* Extrait fourni *
--------

Il était reproché à ces dispositions de ne pas permettre aux associations de lutte contre les discriminations fondées sur le sexe, les mœurs, l’orientation sexuelle ou l’identité de genre, d’exercer les droits reconnus à la partie civile en cas de séquestration, de vol ou d’extorsion commis à raison du sexe, de l’orientation sexuelle ou de l’identité de genre de la victime.
Le Conseil écarte toutefois les arguments de l’atteinte au droit à un recours juridictionnel effectif, à la liberté d’association, et aux principes d’égalité devant la loi et devant la justice. Il indique que le législateur a pu réserver à des infractions limitativement énumérées la faculté de telles associations d’exercer devant le juge pénal les droits reconnus à la partie civile. Il relève que la capacité d’agir en justice des associations n’est nullement remise en cause, pas plus que celle des victimes des infractions précitées qui peuvent obtenir, devant le juge compétent, réparation du dommage que leur ont personnellement causé les faits. En outre, affirment les Sages, la différence de traitement instaurée par ces dispositions - entre les associations et au regard de la nature distincte de ces infractions - est justifiée par une différence de situation et est en rapport direct avec l’objet de la loi. (Cons. const. 22-11-2024, n° 2024-1113 QPC, Association Stop Homophobie)

--------

* Données enregistrées *
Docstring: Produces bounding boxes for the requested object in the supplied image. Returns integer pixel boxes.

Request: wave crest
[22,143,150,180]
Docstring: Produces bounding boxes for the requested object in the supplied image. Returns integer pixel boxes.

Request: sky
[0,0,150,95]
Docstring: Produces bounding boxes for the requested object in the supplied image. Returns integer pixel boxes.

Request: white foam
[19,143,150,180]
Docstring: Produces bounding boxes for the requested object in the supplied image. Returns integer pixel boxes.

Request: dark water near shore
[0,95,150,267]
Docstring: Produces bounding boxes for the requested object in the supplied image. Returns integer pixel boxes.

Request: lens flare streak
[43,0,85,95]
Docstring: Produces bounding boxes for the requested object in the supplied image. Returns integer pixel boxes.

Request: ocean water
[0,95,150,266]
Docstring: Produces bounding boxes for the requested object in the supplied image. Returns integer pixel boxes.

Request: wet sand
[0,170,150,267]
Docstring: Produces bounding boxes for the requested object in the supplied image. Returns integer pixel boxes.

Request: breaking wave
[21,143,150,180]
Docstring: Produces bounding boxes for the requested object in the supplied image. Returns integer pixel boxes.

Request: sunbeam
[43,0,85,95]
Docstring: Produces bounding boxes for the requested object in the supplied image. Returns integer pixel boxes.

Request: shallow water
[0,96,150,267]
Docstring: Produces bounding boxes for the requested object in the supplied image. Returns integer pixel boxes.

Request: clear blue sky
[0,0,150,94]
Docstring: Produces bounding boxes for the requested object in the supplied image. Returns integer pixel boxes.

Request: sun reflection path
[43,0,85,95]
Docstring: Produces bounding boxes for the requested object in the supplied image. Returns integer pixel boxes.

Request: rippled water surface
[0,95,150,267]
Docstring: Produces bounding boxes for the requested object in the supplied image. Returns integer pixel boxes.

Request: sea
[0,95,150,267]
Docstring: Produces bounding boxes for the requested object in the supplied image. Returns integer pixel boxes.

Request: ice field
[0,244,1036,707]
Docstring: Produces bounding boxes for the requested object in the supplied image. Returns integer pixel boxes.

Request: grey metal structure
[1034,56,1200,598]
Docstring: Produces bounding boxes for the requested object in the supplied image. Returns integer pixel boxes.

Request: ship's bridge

--------

Écrivez la suite de l'extrait sur la décision du Conseil constitutionnel concernant le droit des associations à se porter partie civile, juste après sa dernière phrase. Les entrées sont un contenu à part, distinct de l'extrait.

FIJAIT : définition de la notion d'adresse
L'adresse d’une personne inscrite dans le fichier judiciaire national automatisé des auteurs d'infractions terroristes (FIJAIT) s’entend comme celle du lieu où demeure effectivement cette personne, y compris de manière temporaire. Se rend donc coupable de non-déclaration de changement d'adresse dans le délai de quinze jours (C. pr. pén., art. 706-25-7, 2°) l’individu qui vivait au domicile de sa compagne depuis près de trois mois à la date de son interpellation, sans avoir déclaré cette nouvelle adresse. (Crim. 26-11-2024, n° 23-81.498, FS-B, préc.)
Compétence juridictionnelle en matière de visite et saisie douanière
Le recours contre le déroulement des opérations de visite et saisie, autorisées sur le fondement de l'article 64 du code des douanes, relève de la seule compétence du premier président de la cour d'appel dans le ressort de laquelle ces opérations ont été autorisées. À cet égard, il importe peu que le déroulement de ces opérations ait eu lieu dans un autre ressort et que le juge des libertés et de la détention du tribunal judiciaire dans le ressort duquel a été effectuée la visite ait été commis pour la contrôler. (Com. 27-11-2024, n° 23-18.850, FS-B)
Peine et exécution des peines
Des conditions de détention et de rétention toujours structurellement défaillantes à Mayotte
Le CGLPL a observé en octobre 2023, lors de visites dans les lieux de privation de liberté de Mayotte, de graves atteintes aux droits fondamentaux et à la dignité des personnes enfermées. Aucun lieu visité (centre pénitentiaire de Majicavo, centre hospitalier de Mamoudzou, centre de rétention administrative de Pamandzi, locaux de rétention administrative de Petite-Terre et commissariat de Mamoudzou) n’échappe à ce constat.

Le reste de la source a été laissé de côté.